Return every record below exactly as written, but leave out the pictures.

[Natural language region descriptions]
Content starts

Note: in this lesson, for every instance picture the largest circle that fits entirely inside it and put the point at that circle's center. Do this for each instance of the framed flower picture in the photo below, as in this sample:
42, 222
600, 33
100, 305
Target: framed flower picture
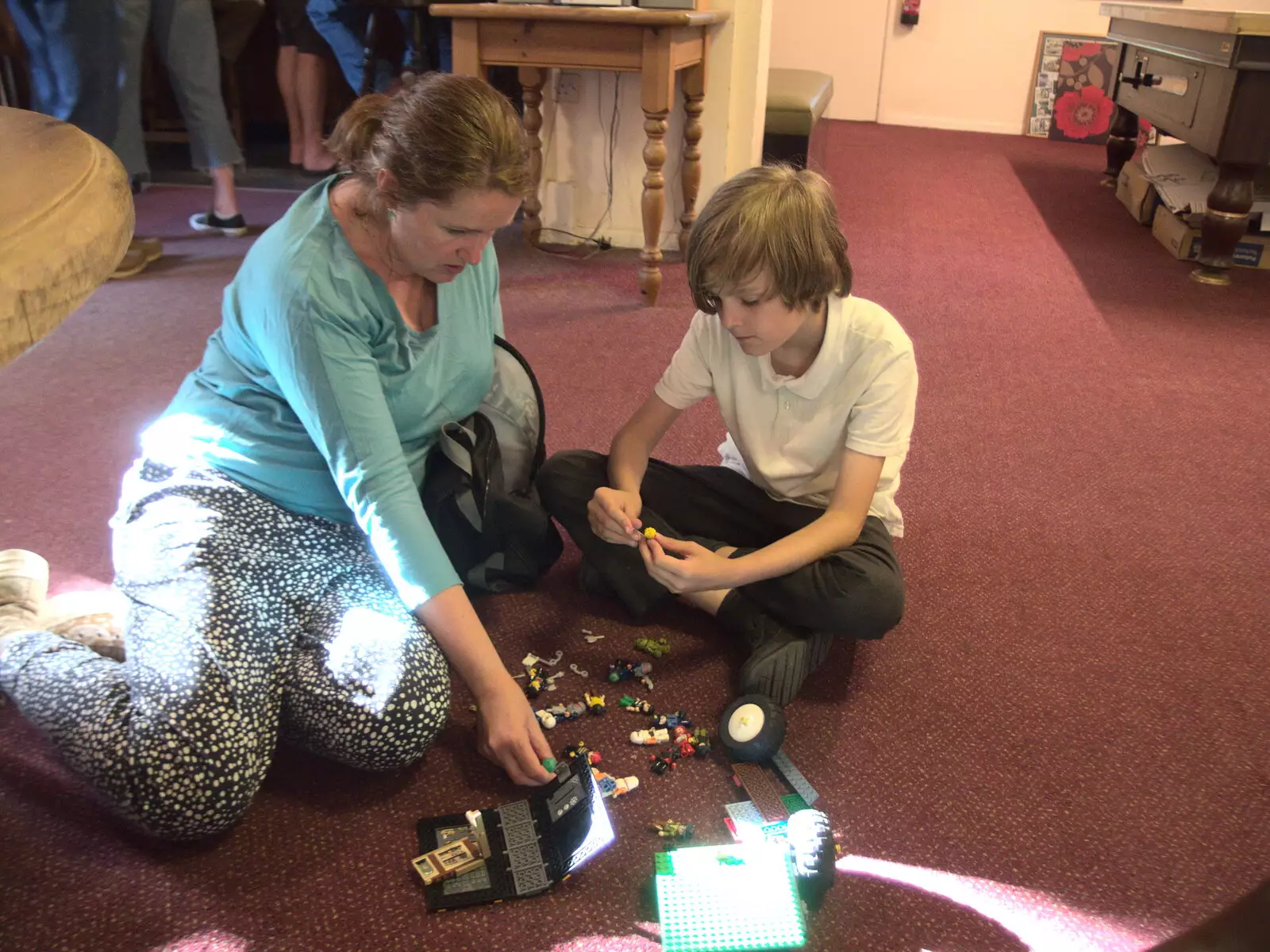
1070, 98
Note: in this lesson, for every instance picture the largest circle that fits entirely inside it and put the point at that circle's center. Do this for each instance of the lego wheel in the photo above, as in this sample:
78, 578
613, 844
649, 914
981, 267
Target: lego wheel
812, 841
752, 727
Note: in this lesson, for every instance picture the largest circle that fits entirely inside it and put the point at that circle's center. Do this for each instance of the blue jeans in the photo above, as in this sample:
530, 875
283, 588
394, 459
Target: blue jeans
342, 25
186, 38
74, 52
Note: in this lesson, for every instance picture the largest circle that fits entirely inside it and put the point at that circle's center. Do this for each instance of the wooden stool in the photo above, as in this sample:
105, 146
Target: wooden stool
794, 130
65, 221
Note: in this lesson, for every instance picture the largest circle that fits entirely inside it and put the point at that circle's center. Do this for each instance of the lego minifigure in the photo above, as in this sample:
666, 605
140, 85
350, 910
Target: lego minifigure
622, 670
660, 765
653, 647
675, 720
672, 829
537, 682
613, 786
635, 706
658, 735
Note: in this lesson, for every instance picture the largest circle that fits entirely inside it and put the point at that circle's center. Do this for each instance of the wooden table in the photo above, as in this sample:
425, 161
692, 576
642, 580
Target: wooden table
654, 44
1202, 76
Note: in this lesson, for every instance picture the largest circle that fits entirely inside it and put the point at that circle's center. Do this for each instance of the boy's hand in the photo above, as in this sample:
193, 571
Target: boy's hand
695, 569
614, 516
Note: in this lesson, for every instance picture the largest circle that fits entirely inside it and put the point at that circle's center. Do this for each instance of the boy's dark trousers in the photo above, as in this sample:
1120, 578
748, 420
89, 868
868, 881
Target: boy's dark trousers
856, 593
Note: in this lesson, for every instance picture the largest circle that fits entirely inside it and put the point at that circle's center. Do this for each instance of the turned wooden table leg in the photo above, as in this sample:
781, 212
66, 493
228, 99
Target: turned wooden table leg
1225, 222
694, 94
1122, 143
531, 83
653, 203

Content ends

RESULT FOR THIS TASK:
Note: in this lesson, for every instance picture the largest circle that fits entirely inside it and put the point at that circle's center. Do this for each instance of the framed flower picture in the photo below, as in this sample:
42, 222
600, 33
100, 305
Target: framed flower picture
1070, 98
Note: in this lesson, for every instance picture the largest circle that fits entirely inside it and put the point at that circle's center. Do this for each instance of the lego wheel in the photo above, as in this sample:
78, 578
613, 844
649, 914
981, 267
Target: lego wheel
812, 841
752, 727
Note: in this lesson, for every instance picture the largest circle that fits entirely inside it and put the point at that circle's center. Do this for each instance of the blue jeans in the photo above, as in this sample:
530, 875
283, 588
394, 459
Target: blue jeans
342, 25
186, 38
74, 52
Note: in this lesson, for every instance picture the largest circle that fits entirely inside it and put the point at that circle's center. Do this for each instance of the wooden stool in the photo above, as in this sample:
105, 146
Target: wooden stool
794, 130
65, 221
Note: in this lesson, for every instance picture the largest circle that fits entirely inside it and put the point at that circle's center. Do this for each instance of the lego minifigure in the photo above, as in this sample:
666, 605
140, 85
350, 910
Target: lego minifigure
622, 670
660, 765
653, 647
675, 720
672, 829
537, 682
613, 786
635, 706
658, 735
Note: in this lesson, for every instance picture the largest circle that fits entirely inside it and put the point at that circle's center. Do this for each instance of the wooden table in the photo above, as in this sample:
425, 161
692, 576
642, 580
Target: wooden table
654, 44
1202, 76
Note: in this lesson, for every instance picture the largest circle that fits entirely inside it and put the point at that circle's center. Do this for each instance of the boy's hand in the photo above, as in this sample:
193, 571
Target: boy's hand
695, 569
614, 516
Note: in this lesson, for every instance picture the largest circle that fits entirely inside it and put the point at that circle's center. Do this for each instance of the boy's dark trousers in the photo above, as in this sample:
1120, 578
748, 420
89, 868
868, 881
Target: boy's dark trousers
856, 593
Note: in this lesson, for every instance picture the largest circle that fits entirely inside it and put the point at that circle's center. Do this for each instance of the turned wooden table leg in the photo above, as in this sample:
781, 212
66, 493
228, 99
Target: turned wooden table leg
1225, 222
694, 94
1122, 143
531, 83
653, 203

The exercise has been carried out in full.